§ **TRAVAIL DEMANDÉ**
Citez sans rien changer le passage de l'article sur les ondes sismiques qui va de « Selon le géoscientifique » jusqu'à « ils se trouvent. » inclus.
═══ TEXTE FOURNI
Des ondes sismiques indiquent qu’un changement se produit dans le noyau externe de la Terre
La plupart de nos connaissances sur ce qui se trouve au centre de notre planète proviennent de l’étude des ondes sismiques émises par les tremblements de terre. Une analyse minutieuse de ces vibrations peut révéler la composition des roches et des métaux sous la surface de la Terre.
Une nouvelle étude des ondes sismiques se propageant à partir de deux tremblements de terre différents, situés dans des endroits similaires mais séparés par un intervalle de 20 ans, a révélé les changements qui se produisent dans le noyau externe de la Terre, la couche tourbillonnante de fer et de nickel liquides entre le manteau (la roche sous la surface) et le noyau interne (la couche la plus profonde).
Le noyau externe et le fer qu’il contient influencent directement le champ magnétique de notre planète, qui assure à son tour une protection contre les rayonnements spatiaux et solaires qui, autrement, rendraient la vie sur Terre impossible.
C’est pourquoi il est essentiel de comprendre comment fonctionne le noyau externe et son évolution dans le temps. Les données enregistrées par quatre moniteurs d’ondes sismiques sur les deux tremblements de terre ont montré que les ondes du dernier événement se déplaçaient environ une seconde plus vite lorsqu’elles traversaient la même région du noyau externe.
Selon le géoscientifique Ying Zhou de Virginia Tech (Institut polytechnique et université d’État de Virginie) :
Quelque chose a changé sur le trajet de cette onde, de sorte qu’elle peut aller plus vite maintenant.Le matériau qui était là il y a 20 ans n’est plus là.C’est un nouveau matériau, et il est plus léger. Ces éléments légers vont se déplacer vers le haut et modifier la densité dans la région où ils se trouvent.
══════
═══ DONNÉES AFFICHÉES
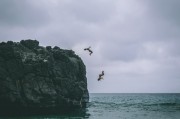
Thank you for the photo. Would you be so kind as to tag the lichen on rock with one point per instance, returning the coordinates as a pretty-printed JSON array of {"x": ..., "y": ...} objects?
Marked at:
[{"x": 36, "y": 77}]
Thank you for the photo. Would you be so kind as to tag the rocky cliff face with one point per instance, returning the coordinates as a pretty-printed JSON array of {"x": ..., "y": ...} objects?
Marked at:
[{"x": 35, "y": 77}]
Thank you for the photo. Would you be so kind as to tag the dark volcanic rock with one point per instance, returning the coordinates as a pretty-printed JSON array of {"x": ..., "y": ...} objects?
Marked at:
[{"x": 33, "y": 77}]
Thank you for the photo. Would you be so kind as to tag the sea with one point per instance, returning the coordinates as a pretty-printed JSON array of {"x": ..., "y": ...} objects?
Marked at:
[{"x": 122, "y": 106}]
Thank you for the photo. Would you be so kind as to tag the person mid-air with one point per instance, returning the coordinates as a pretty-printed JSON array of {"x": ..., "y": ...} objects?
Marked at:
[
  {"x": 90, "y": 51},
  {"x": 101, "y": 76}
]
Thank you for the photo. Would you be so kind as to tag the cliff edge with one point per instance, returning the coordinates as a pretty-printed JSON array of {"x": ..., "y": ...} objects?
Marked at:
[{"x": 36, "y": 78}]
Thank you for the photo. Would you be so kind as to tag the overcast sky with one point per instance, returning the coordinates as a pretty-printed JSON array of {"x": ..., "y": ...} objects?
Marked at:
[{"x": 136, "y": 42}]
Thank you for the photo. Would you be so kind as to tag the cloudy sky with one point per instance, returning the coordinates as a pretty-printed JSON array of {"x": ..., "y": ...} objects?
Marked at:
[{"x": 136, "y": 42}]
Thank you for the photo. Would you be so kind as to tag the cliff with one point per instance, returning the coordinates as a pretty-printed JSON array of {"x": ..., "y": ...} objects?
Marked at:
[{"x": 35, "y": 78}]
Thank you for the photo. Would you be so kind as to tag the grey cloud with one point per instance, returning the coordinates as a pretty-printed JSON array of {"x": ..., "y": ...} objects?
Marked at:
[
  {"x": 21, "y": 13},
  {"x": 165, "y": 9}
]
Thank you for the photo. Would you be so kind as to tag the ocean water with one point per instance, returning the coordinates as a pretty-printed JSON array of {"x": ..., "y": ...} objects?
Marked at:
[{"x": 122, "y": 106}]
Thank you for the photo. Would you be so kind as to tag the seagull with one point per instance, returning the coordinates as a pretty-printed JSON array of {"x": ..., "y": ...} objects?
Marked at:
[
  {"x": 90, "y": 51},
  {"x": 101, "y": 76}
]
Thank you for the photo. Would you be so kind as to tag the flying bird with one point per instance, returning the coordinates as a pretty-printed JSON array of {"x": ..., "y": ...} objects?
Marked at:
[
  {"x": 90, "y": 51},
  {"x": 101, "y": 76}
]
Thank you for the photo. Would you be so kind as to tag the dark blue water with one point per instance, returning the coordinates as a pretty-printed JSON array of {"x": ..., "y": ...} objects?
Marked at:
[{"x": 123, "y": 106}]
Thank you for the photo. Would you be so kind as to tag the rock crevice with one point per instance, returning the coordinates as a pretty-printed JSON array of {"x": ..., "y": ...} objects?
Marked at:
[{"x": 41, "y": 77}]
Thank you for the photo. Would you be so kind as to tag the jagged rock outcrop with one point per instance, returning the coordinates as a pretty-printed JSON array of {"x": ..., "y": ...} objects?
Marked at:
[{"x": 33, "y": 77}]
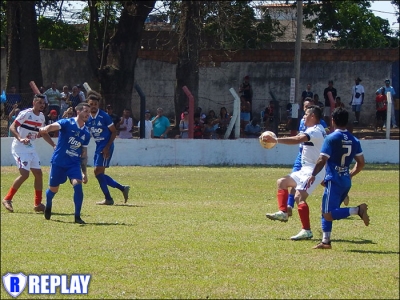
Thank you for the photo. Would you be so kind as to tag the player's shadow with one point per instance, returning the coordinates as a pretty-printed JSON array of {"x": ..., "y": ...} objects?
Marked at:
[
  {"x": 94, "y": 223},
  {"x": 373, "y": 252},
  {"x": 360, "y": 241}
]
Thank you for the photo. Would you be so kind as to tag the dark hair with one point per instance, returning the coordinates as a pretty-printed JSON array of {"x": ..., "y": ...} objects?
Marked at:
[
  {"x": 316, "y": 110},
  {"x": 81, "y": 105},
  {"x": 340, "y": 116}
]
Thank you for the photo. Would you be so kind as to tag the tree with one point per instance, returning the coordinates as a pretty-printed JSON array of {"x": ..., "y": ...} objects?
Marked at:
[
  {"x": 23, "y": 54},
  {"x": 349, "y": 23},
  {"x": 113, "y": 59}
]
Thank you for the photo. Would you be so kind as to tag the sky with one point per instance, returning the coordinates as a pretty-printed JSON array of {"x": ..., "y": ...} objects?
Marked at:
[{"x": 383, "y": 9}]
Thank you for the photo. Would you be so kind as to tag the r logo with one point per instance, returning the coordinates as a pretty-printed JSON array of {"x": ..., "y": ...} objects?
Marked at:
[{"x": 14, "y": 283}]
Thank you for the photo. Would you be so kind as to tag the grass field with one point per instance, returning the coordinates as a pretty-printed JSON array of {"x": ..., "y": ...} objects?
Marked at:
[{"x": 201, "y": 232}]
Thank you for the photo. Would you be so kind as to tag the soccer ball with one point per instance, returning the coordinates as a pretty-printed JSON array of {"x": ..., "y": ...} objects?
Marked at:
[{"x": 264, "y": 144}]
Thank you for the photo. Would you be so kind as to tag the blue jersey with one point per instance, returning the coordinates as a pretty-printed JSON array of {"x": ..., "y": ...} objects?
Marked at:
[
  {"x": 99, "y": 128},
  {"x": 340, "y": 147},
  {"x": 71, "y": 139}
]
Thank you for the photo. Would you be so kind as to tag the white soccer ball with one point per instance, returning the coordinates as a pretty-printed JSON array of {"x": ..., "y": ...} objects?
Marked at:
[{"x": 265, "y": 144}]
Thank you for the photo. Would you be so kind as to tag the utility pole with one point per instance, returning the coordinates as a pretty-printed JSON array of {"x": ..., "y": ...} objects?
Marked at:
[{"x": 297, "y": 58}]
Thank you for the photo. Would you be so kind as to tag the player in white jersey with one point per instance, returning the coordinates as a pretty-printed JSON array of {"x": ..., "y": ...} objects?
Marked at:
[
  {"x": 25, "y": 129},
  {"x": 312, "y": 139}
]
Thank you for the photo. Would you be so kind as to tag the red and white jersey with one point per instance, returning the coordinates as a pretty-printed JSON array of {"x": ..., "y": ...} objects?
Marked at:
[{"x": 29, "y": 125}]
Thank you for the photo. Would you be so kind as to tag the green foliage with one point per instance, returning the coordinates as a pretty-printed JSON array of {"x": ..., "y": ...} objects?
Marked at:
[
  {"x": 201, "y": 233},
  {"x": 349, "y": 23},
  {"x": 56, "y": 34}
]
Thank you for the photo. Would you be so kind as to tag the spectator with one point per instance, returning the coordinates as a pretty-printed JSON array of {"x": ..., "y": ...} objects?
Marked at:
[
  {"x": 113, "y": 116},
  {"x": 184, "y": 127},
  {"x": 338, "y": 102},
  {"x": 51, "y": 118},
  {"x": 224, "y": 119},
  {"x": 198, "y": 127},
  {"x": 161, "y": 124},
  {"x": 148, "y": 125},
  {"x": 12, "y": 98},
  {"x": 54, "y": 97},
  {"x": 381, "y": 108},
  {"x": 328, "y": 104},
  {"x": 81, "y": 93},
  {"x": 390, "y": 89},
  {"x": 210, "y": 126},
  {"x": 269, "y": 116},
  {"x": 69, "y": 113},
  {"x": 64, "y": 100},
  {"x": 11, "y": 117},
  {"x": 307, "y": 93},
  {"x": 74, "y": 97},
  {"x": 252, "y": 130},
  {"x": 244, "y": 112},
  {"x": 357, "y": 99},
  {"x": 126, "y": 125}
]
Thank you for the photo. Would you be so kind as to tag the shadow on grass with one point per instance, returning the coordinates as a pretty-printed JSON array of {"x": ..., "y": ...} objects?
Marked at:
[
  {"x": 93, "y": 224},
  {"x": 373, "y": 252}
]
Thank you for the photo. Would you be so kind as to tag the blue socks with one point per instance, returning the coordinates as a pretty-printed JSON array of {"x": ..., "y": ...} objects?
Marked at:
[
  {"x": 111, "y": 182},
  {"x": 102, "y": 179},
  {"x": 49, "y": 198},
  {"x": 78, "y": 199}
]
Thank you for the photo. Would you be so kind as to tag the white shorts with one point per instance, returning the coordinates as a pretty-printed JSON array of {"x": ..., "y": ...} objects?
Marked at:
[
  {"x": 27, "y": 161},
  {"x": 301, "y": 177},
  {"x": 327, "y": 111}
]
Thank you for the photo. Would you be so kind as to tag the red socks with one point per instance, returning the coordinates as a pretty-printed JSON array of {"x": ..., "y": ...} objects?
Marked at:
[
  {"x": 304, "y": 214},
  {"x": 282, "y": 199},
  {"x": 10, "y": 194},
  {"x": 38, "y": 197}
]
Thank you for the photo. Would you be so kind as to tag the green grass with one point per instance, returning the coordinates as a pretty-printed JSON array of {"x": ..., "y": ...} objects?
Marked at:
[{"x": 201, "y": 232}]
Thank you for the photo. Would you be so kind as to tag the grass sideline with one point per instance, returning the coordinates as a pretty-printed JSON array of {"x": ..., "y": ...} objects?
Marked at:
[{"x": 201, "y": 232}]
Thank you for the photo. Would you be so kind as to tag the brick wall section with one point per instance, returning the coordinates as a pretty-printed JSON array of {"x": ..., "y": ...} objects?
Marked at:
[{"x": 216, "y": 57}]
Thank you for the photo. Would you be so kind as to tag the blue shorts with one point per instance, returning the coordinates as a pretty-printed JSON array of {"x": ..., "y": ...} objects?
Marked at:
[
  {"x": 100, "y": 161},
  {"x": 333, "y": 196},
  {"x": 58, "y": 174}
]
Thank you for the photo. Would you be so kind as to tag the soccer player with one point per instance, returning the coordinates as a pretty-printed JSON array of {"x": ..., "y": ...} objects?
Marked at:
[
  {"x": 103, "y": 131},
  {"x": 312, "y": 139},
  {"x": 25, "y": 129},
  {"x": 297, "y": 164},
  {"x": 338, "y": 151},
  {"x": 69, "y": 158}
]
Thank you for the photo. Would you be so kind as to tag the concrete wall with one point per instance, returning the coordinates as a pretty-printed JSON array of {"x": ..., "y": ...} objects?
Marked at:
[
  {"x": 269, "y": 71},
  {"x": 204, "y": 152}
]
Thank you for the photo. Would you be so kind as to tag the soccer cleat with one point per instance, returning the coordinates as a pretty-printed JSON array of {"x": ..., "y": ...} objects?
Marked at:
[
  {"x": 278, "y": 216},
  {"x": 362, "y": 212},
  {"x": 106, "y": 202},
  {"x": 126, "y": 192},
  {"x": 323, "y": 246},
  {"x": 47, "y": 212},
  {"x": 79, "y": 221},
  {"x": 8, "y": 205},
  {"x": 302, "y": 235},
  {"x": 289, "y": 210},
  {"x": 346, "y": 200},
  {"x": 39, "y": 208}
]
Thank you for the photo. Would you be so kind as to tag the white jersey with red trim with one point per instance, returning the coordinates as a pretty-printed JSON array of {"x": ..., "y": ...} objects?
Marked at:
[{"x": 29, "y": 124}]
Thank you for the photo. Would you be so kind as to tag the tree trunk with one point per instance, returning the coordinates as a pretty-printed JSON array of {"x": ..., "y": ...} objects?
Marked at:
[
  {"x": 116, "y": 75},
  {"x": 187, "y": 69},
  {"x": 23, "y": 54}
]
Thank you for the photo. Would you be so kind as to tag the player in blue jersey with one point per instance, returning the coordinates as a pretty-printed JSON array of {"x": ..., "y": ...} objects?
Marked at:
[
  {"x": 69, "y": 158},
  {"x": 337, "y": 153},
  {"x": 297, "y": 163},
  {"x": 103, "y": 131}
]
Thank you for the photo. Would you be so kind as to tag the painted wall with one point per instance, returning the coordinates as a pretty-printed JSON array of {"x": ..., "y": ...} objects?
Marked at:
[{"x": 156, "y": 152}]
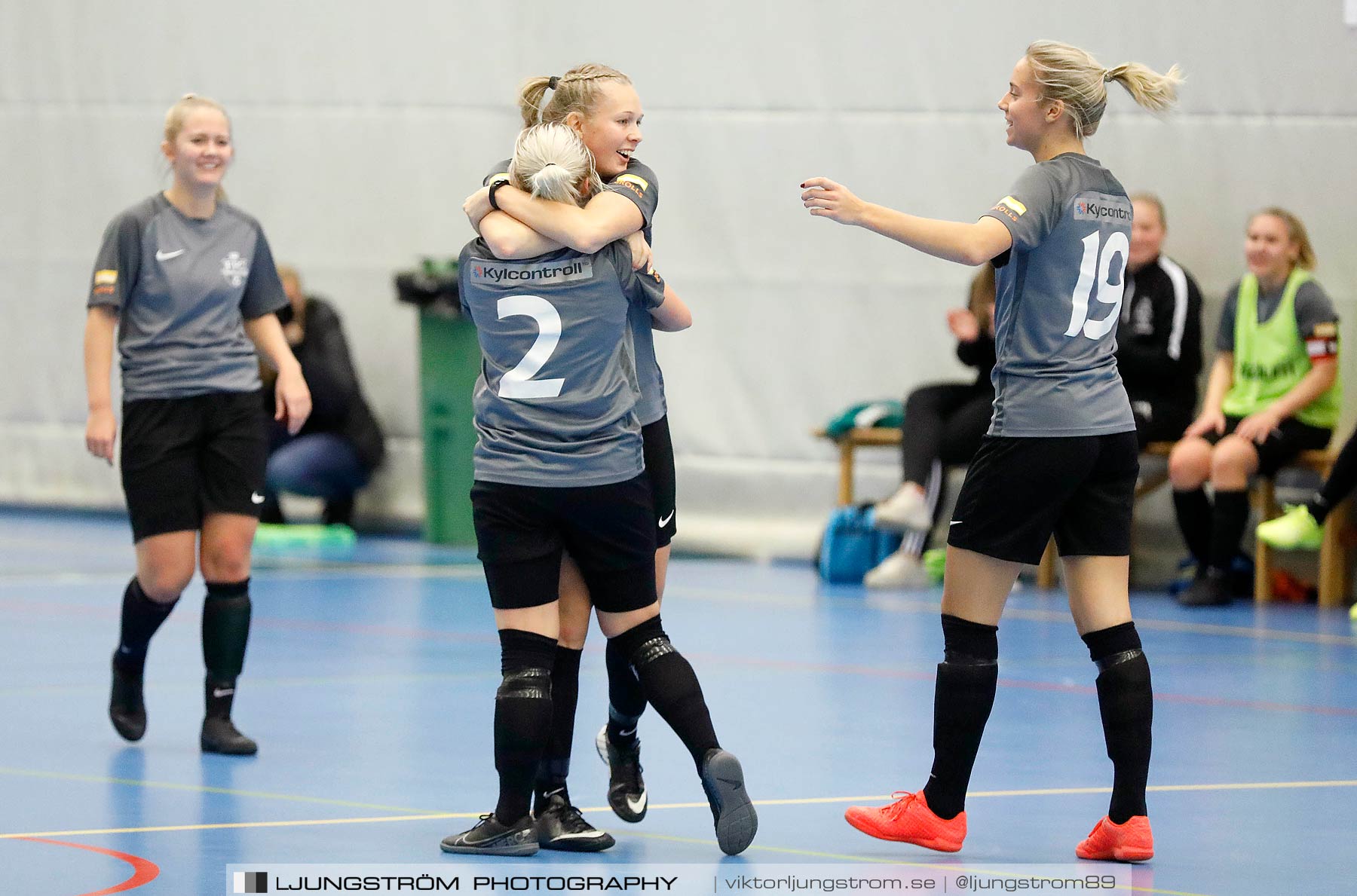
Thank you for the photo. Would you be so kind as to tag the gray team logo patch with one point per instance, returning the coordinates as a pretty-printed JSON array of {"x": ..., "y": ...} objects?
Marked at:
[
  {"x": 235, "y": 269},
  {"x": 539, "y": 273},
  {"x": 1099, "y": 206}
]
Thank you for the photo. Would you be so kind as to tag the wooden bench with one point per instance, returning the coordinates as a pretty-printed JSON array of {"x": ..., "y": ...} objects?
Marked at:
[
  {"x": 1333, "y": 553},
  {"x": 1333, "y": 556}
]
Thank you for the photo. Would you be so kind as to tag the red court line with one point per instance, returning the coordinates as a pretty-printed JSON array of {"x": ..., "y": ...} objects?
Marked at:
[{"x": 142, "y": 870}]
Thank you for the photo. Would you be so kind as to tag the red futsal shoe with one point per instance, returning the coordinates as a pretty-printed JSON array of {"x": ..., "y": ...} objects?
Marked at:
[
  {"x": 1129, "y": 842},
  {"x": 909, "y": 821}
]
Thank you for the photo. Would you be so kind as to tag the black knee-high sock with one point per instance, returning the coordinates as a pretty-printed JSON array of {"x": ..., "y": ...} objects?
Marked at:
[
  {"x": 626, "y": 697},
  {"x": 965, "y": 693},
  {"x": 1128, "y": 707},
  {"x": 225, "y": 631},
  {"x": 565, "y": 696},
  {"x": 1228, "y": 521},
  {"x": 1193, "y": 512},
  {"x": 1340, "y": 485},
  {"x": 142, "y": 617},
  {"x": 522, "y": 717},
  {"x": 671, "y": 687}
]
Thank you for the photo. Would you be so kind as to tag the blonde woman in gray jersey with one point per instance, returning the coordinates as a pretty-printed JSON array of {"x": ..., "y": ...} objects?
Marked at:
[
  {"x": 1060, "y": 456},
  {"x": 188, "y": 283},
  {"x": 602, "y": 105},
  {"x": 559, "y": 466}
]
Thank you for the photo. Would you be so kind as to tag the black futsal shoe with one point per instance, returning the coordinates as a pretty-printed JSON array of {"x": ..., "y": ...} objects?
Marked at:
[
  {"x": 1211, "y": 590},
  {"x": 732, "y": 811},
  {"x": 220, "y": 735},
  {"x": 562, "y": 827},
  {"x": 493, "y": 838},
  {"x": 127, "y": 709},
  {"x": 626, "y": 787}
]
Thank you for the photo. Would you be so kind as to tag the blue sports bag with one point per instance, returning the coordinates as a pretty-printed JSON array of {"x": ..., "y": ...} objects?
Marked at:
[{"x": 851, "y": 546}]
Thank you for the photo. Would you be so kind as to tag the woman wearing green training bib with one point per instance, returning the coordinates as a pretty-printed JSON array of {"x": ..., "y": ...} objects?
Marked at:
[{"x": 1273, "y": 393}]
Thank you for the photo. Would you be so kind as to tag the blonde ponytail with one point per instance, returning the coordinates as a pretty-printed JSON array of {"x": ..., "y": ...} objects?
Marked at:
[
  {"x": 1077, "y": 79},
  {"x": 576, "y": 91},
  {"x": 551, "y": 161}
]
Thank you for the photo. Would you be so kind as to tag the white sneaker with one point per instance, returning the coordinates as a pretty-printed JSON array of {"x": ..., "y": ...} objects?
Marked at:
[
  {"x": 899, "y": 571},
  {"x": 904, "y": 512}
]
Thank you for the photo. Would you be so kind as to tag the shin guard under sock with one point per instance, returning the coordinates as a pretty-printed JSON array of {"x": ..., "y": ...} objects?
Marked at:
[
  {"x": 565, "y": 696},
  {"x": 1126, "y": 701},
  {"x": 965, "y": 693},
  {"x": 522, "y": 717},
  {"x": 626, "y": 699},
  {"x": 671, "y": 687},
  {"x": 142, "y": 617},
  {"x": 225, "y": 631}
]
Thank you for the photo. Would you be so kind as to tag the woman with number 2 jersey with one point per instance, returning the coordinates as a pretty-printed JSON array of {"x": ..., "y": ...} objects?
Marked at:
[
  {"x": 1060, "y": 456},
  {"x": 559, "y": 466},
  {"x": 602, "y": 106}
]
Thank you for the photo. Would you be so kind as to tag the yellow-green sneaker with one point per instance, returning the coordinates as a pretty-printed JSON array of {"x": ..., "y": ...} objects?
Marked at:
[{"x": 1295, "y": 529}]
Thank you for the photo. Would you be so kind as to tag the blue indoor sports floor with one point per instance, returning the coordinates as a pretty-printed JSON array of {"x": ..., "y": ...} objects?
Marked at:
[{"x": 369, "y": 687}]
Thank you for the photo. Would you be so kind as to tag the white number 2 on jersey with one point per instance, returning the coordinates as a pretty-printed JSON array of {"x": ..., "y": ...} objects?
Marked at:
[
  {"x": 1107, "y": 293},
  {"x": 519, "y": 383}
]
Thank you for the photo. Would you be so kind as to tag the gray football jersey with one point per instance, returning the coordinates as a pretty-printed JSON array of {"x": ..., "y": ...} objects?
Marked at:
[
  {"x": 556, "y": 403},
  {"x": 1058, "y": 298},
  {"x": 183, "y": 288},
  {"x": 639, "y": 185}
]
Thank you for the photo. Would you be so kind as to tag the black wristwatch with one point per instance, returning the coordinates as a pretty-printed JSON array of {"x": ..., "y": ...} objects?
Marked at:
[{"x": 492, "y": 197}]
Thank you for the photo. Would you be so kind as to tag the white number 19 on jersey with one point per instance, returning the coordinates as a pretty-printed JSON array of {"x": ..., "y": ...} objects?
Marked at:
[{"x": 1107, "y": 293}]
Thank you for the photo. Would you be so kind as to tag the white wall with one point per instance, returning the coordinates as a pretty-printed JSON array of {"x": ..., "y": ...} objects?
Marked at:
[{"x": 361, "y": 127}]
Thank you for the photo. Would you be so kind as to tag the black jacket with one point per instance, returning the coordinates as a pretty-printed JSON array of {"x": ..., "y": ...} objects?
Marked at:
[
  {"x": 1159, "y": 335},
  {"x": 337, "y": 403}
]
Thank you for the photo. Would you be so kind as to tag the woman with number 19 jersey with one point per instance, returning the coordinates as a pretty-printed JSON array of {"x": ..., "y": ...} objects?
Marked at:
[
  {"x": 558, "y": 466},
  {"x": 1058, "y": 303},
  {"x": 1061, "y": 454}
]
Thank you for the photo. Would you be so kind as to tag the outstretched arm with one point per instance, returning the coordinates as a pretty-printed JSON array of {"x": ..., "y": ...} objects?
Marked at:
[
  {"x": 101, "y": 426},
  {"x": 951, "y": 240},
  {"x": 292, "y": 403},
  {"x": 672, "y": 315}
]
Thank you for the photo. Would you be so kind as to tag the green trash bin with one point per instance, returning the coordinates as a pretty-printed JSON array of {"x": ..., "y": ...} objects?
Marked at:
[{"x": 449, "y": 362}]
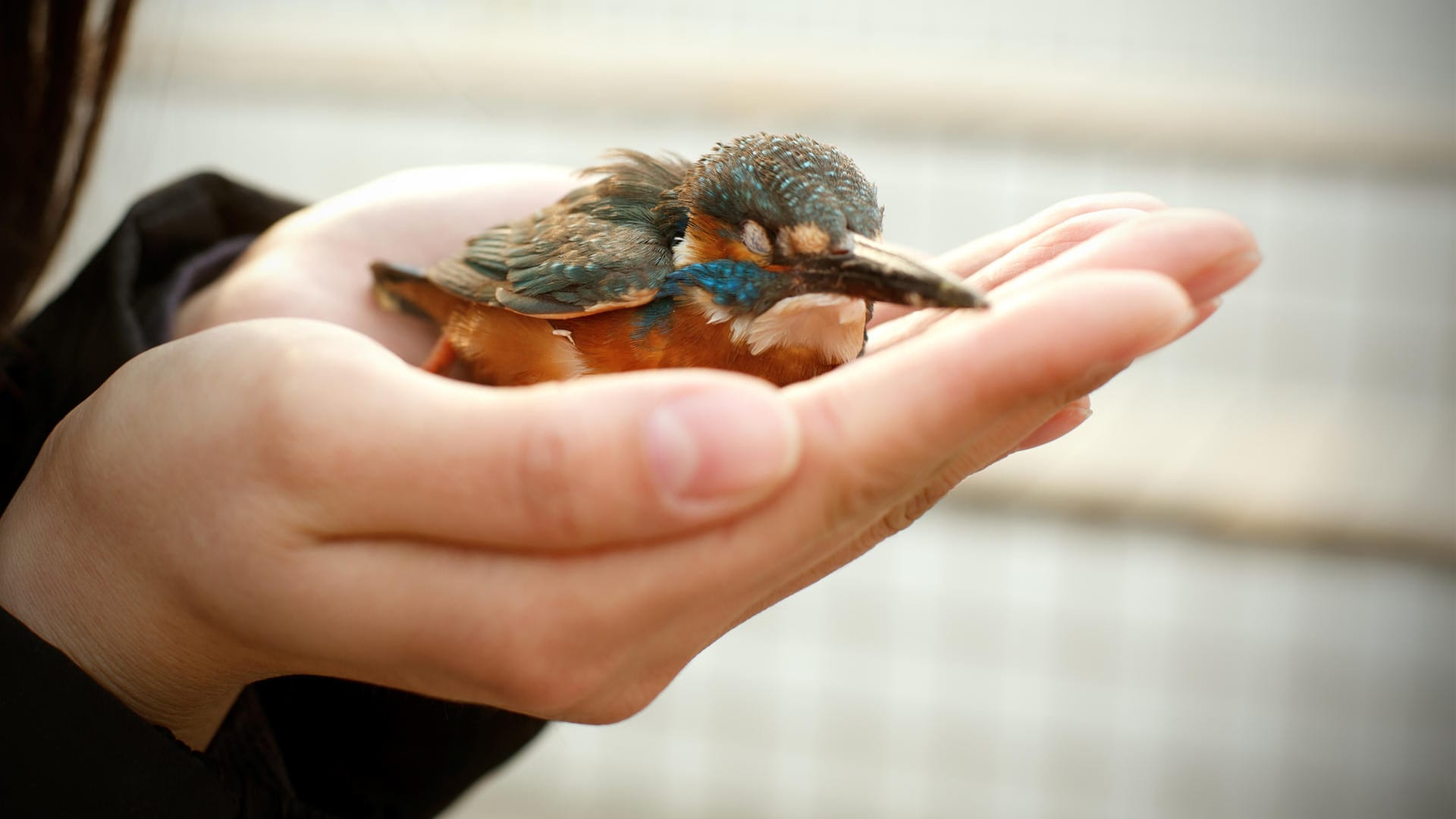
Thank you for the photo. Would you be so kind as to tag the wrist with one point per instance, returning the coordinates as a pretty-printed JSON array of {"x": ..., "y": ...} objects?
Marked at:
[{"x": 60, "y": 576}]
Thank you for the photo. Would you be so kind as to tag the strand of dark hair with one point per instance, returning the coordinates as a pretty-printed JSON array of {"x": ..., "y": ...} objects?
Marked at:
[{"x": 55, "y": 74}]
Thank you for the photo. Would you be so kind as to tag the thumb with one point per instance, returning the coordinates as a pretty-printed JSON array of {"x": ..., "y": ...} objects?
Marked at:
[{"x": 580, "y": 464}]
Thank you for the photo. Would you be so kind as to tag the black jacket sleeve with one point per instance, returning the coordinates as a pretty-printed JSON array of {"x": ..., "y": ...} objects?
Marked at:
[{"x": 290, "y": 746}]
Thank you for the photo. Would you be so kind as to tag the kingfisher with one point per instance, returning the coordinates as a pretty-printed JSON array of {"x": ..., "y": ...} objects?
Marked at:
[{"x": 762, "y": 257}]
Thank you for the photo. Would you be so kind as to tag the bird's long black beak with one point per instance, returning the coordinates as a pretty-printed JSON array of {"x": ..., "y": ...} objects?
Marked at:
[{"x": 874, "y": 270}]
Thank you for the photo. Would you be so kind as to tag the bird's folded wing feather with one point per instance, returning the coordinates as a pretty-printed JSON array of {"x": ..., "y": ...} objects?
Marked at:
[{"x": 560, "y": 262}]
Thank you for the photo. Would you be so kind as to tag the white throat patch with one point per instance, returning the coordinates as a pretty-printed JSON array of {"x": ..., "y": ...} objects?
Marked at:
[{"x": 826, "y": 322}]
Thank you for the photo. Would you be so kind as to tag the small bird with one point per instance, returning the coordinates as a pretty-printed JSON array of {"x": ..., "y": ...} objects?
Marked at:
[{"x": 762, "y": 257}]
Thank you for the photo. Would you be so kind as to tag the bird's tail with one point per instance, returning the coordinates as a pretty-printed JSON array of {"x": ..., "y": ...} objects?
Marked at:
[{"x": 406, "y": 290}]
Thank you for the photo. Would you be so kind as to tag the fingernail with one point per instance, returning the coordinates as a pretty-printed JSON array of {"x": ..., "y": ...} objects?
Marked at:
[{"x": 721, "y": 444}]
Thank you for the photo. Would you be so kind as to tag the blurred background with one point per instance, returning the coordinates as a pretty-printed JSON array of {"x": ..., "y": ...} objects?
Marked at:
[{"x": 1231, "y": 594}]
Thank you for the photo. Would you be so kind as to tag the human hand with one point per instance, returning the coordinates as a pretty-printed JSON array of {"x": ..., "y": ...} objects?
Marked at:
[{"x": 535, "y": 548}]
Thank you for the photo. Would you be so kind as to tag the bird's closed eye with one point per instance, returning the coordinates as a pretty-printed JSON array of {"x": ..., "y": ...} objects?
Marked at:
══════
§ **RÉSULTAT OBTENU**
Selon le géoscientifique Ying Zhou de Virginia Tech (Institut polytechnique et université d’État de Virginie) :
Quelque chose a changé sur le trajet de cette onde, de sorte qu’elle peut aller plus vite maintenant.Le matériau qui était là il y a 20 ans n’est plus là.C’est un nouveau matériau, et il est plus léger. Ces éléments légers vont se déplacer vers le haut et modifier la densité dans la région où ils se trouvent.